Exercise text:
* * * * * * * * *

The detonation of what was thought to be 2,700 tonnes of ammonium nitrate was the world’s largest non-nuclear blast since World War II and was surpassed only by the atomic bombs dropped by the US on the Japanese cities of Hiroshima and Nagasaki at the close of the conflict.

However, an October 7, 2020, US Federal Bureau of Investigation (FBI) report leaked to Reuters last week has revealed that only one-fifth, 552 tonnes, of the poorly stored shipment actually blew up. Lebanese investigators agreed with this figure. A Lebanese official gave two explanations: most of the material had been stolen or blown out to sea by the explosion.

A third possible explanation is that a large proportion of the ammonium nitrate had deteriorated and may have actually dampened down or even smothered the amount which remained explosive, diminishing the blast. The FBI, which sent investigators to Beirut shortly after the explosion, could not explain what happened to the bulk of the shipment. If the entire consignment had exploded the devastation would have been far more widespread and deadly. Therefore, it was fortunate for Lebanon and Beirut that most of the material did not detonate.

* * * * * * * * *

Given information:
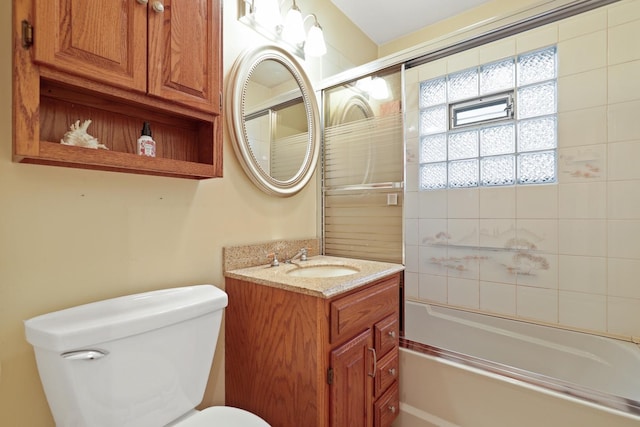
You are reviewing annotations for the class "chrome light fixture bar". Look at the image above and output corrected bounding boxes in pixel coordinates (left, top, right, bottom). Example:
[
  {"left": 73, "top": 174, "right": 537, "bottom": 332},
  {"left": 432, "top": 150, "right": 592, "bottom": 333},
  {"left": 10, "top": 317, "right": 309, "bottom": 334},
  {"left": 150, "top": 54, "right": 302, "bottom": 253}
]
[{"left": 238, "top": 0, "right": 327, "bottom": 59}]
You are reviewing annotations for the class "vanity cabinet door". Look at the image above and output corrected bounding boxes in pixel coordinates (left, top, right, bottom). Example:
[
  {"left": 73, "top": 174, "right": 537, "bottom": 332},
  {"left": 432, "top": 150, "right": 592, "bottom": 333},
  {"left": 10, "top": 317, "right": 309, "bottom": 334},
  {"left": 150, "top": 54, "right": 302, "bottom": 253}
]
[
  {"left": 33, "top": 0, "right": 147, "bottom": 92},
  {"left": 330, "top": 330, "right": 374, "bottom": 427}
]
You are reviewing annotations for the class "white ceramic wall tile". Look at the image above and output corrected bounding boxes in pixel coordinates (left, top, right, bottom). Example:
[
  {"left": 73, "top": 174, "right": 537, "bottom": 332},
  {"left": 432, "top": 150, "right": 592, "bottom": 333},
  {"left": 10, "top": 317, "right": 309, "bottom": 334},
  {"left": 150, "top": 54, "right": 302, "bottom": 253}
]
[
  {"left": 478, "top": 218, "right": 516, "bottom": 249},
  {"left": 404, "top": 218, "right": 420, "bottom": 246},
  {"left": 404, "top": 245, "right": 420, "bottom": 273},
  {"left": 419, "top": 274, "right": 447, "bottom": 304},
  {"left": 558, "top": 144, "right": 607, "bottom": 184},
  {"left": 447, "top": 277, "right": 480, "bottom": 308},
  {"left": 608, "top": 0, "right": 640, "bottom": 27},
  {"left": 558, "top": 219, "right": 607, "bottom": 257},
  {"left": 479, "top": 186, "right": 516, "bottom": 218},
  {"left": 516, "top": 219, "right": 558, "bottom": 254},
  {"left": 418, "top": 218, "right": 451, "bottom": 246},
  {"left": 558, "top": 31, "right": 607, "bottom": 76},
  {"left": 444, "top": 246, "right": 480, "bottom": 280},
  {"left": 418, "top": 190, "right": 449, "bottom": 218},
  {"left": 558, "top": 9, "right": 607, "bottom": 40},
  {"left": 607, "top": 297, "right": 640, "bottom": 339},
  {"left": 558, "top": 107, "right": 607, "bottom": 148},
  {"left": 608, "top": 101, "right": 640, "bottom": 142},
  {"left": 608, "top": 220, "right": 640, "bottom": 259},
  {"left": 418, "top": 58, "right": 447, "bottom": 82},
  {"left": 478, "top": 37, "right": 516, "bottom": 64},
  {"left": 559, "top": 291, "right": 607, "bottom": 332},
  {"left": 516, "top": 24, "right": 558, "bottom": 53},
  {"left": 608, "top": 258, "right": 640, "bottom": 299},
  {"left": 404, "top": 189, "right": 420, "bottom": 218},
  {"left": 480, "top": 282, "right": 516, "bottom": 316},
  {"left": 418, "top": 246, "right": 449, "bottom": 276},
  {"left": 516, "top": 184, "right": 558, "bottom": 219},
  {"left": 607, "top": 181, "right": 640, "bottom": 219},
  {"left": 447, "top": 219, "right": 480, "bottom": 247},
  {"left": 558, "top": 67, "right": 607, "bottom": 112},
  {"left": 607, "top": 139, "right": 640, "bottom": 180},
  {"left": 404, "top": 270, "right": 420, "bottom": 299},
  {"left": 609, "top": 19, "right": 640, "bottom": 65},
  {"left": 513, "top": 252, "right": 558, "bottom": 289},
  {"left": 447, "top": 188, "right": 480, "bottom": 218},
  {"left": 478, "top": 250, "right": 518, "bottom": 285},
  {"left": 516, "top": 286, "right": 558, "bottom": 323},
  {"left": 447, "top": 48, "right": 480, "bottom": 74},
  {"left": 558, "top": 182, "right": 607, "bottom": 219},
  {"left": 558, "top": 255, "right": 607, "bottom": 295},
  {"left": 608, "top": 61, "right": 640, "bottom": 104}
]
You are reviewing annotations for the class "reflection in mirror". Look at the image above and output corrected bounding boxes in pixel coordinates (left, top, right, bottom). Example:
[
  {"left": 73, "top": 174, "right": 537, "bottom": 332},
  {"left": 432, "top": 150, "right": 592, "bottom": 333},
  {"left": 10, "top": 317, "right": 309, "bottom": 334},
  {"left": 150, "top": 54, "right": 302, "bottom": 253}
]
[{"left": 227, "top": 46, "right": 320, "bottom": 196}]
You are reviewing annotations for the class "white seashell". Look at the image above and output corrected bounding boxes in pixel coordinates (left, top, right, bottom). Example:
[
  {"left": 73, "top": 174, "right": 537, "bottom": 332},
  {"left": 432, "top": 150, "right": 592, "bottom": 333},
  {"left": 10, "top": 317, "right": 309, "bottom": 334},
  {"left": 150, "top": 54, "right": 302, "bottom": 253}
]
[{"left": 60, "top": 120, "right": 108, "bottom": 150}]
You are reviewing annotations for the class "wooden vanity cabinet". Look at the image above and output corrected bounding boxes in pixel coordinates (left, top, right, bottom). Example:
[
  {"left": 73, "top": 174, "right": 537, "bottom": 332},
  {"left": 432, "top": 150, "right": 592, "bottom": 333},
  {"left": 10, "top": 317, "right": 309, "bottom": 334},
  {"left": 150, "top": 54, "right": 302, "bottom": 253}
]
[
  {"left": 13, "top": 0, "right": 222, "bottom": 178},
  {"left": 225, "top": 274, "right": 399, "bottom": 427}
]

* * * * * * * * *

Parts of the exercise:
a: From the passage on the Beirut explosion, list every explanation it gives for why most of the ammonium nitrate shipment did not blow up.
b: Pick up the passage on the Beirut explosion after its last sentence and continue it.

Answers given:
a:
- Most of the material had been stolen.
- Most of the material had been blown out to sea by the explosion.
- A large part of the ammonium nitrate had deteriorated and may have dampened or smothered the part that was still explosive, making the blast smaller.

b:
The FBI figure has confirmed suspicions that four-fifths of the shipment was stolen. Since most of Lebanon’s political factions had – and have – agents, officials and workers in the port, none can be conclusively identified and held responsible. Or, the perpetrator or perpetrators may simply have been a port worker or workers who pillaged the warehouse where the material was stored and sold it to construction firms which use it for blasting sites or bringing down derelict buildings. If the material had been used to make bombs, they would have already made their impact on the situation.

The ammonium nitrate was being transported from Georgia to Mozambique on an ill-maintained, Russian-leased freighter when the ship paused at Beirut port in November 2013 to pick up machinery for Jordan. However, the ship was detained after a dispute arose over payment of port fees and the seaworthiness of the vessel. The captain and several crew were held on the ship and, after some months, the ammonium nitrate was offloaded and placed in a warehouse. The ship and/or shipment were never claimed although the cargo was traced a to Russian businessman based in Limassol in Cyprus.

Lebanon’s neglectful, inept, and corrupt political elite has been widely and vehemently blamed for the explosion by most Lebanese and outsiders. Although senior officials were warned by the ship’s captain and, subsequently, by port officials of the risks posed by the cargo, they took no action and, after the blast, stalled investigations into how and why it happened and who was responsible.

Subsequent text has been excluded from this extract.